=== Assigned task ===
Pull every line from the records that has the word "beach" in it.
[[ Data supplied open ]]
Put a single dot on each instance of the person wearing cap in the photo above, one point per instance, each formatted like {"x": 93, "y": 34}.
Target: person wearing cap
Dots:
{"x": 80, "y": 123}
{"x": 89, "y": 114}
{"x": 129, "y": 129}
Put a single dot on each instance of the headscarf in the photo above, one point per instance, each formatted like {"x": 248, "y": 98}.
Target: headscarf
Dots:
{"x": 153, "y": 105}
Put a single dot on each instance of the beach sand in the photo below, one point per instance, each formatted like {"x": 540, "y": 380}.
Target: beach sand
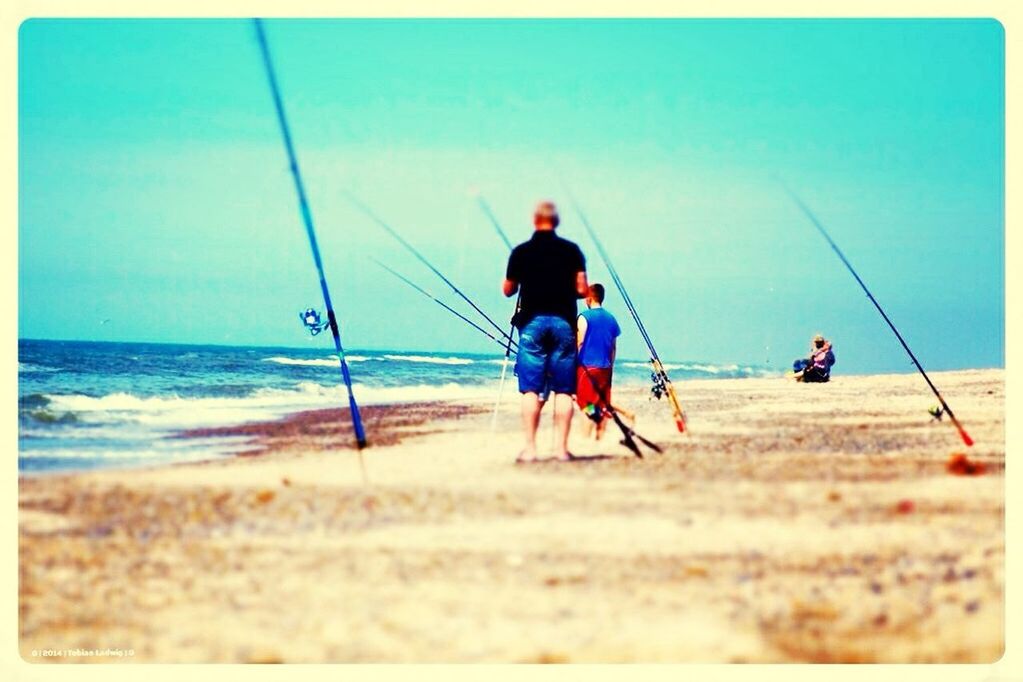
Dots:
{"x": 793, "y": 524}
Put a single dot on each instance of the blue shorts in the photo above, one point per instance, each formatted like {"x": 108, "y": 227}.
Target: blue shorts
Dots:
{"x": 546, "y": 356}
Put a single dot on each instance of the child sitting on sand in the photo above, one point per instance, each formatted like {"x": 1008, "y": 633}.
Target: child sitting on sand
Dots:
[[ Data supplied closed ]]
=== Written answer ===
Put a single dot on each instance of the beach sand in the photo below, one point per instance, each formatted like {"x": 540, "y": 380}.
Target: beach sand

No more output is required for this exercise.